▶ **Set problem**
Everything from the line with "Class, locate every instance of the green" to the end of the data should be restated word for word, and nothing before it.
begin Listed records
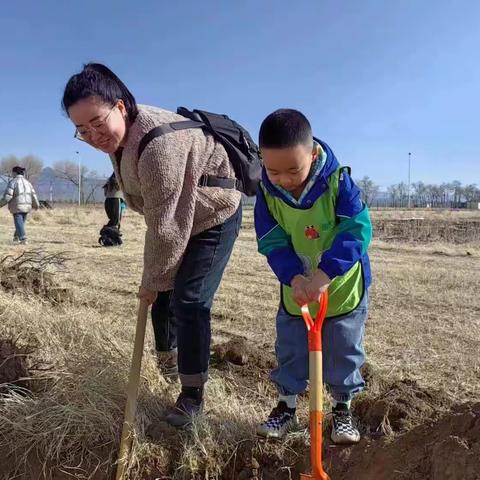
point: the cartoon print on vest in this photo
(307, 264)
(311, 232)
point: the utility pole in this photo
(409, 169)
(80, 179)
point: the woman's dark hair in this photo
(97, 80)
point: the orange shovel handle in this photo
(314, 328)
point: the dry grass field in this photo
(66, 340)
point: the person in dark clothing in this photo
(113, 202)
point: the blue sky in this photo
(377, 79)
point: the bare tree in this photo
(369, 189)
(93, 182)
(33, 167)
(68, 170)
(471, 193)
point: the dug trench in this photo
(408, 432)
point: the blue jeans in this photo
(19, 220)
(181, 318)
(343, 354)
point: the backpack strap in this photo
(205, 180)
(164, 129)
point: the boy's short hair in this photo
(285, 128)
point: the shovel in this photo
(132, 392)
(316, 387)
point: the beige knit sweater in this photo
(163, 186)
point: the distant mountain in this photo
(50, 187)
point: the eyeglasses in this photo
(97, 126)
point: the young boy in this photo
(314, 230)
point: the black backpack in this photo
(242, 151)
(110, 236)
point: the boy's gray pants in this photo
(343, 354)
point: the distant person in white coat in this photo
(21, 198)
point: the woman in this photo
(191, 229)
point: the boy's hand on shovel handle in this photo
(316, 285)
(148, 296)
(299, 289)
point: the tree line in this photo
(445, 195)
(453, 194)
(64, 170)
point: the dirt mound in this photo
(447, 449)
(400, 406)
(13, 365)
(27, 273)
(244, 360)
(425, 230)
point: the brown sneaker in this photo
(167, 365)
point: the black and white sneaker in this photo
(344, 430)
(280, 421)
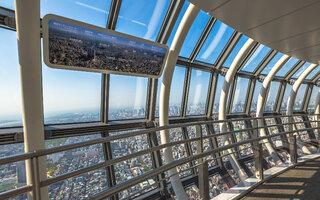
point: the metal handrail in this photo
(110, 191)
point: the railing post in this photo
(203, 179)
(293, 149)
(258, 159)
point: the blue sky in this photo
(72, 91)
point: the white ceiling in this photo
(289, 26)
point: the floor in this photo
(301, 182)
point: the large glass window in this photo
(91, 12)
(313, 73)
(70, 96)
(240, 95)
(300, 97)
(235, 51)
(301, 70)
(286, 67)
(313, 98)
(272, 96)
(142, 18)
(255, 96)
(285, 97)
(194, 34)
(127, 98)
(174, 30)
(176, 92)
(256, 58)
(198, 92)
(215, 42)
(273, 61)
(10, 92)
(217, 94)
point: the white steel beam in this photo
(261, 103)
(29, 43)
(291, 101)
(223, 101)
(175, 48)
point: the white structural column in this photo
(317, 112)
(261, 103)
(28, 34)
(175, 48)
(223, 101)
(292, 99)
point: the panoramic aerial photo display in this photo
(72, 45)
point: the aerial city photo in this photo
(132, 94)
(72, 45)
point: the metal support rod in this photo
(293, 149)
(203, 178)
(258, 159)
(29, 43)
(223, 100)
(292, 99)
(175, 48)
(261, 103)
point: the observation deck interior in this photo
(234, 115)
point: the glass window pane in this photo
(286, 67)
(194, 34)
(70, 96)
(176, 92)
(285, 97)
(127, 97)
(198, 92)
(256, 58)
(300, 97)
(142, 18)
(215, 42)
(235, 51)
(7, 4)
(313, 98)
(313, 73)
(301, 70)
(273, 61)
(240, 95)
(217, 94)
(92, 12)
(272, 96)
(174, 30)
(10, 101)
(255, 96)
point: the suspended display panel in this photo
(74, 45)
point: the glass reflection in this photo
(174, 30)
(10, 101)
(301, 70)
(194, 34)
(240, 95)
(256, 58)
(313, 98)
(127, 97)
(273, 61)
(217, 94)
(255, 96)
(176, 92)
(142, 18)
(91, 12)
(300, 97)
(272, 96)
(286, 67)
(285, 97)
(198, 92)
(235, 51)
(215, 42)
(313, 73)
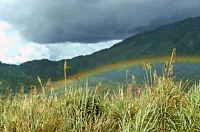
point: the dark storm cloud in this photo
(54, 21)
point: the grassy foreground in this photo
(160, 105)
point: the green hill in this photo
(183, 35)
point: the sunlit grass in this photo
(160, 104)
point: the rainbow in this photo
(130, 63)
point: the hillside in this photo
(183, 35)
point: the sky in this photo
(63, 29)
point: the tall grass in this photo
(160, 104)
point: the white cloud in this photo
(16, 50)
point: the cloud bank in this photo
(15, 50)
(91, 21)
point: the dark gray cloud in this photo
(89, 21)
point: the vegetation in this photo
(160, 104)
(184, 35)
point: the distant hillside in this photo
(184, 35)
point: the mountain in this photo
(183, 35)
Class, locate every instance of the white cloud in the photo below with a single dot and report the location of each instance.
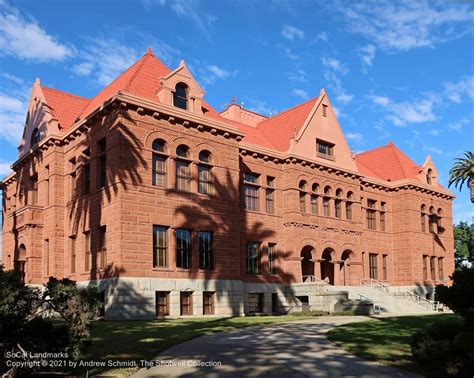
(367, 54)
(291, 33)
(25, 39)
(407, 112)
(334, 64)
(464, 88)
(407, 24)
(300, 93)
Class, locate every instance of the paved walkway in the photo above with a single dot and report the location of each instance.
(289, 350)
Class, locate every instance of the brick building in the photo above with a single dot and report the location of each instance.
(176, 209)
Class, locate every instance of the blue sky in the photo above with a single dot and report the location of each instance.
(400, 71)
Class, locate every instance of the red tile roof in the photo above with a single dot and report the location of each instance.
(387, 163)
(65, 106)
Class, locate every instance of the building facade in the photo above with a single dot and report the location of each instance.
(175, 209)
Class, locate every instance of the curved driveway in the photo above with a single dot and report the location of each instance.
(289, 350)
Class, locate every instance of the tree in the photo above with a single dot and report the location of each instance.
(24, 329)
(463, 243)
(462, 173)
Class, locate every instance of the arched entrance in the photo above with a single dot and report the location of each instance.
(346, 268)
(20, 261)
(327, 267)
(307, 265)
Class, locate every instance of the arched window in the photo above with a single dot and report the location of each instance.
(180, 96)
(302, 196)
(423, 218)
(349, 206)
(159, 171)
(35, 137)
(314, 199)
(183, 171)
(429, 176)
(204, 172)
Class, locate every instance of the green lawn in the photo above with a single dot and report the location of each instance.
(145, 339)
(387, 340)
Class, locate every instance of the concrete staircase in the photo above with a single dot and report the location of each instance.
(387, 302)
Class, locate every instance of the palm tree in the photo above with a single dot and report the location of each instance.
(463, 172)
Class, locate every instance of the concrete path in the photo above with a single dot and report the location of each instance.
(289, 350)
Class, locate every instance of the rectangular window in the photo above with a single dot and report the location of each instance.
end Listed records
▶ **Written response**
Class, locate every instance of the green lawn in the photo above with a single dot and report the location of each instance.
(145, 339)
(387, 340)
Class, locate every instance of the concrete staircase in the photo above with a single dot and report the location of each instance.
(387, 302)
Class, locate every instance of the palm tree in the photo above with a single dot and report the location of each instance.
(463, 172)
Class, locate every instance of the concrete path in the photo above with a single dot and report the location of each instance.
(289, 350)
Class, locate every instance of the rectangular window in the photo above with a single dot and report the location of each instance.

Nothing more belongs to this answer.